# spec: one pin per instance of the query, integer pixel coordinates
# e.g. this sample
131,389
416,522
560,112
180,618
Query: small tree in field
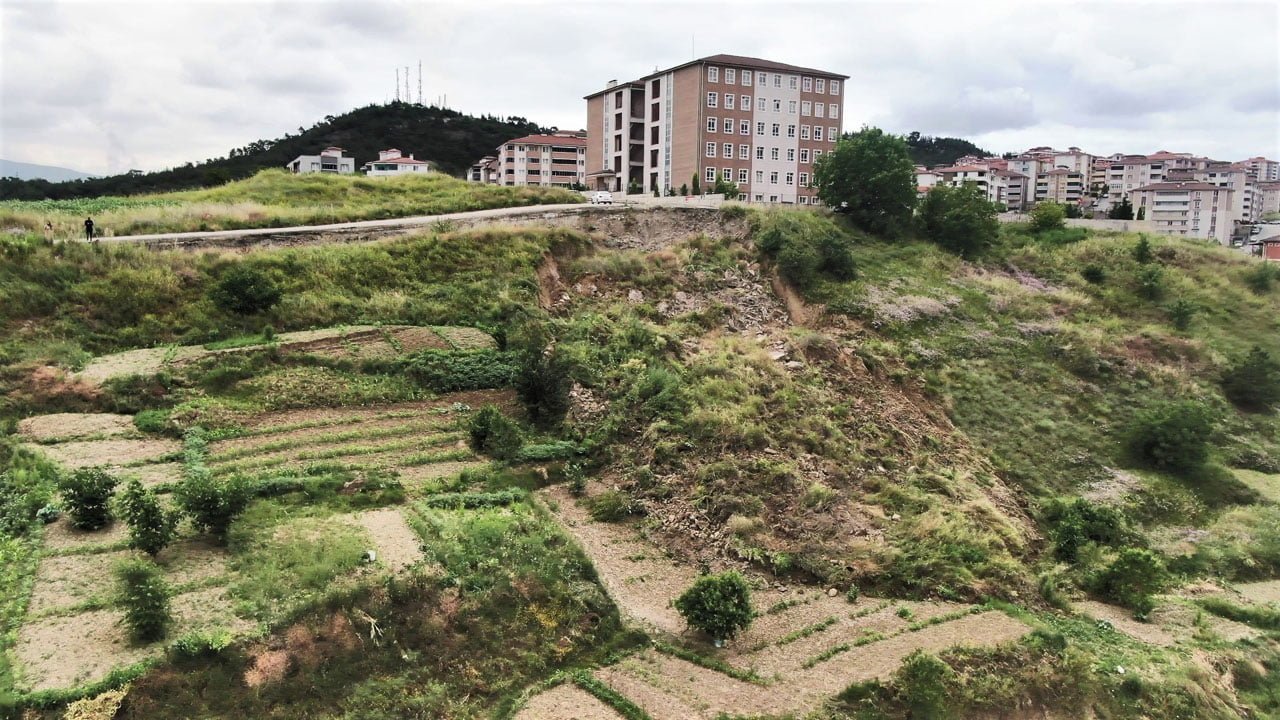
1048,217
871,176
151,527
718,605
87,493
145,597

--------

- Given problem:
Give back every line of the records above unchanged, omitting the pictures.

- Solution to this exercise:
# spec: one pin per instance of the query, integer pixel coordinates
# e.g. this sample
131,389
416,522
560,112
180,618
Query: small tree in field
1048,217
871,176
151,527
718,605
87,493
145,597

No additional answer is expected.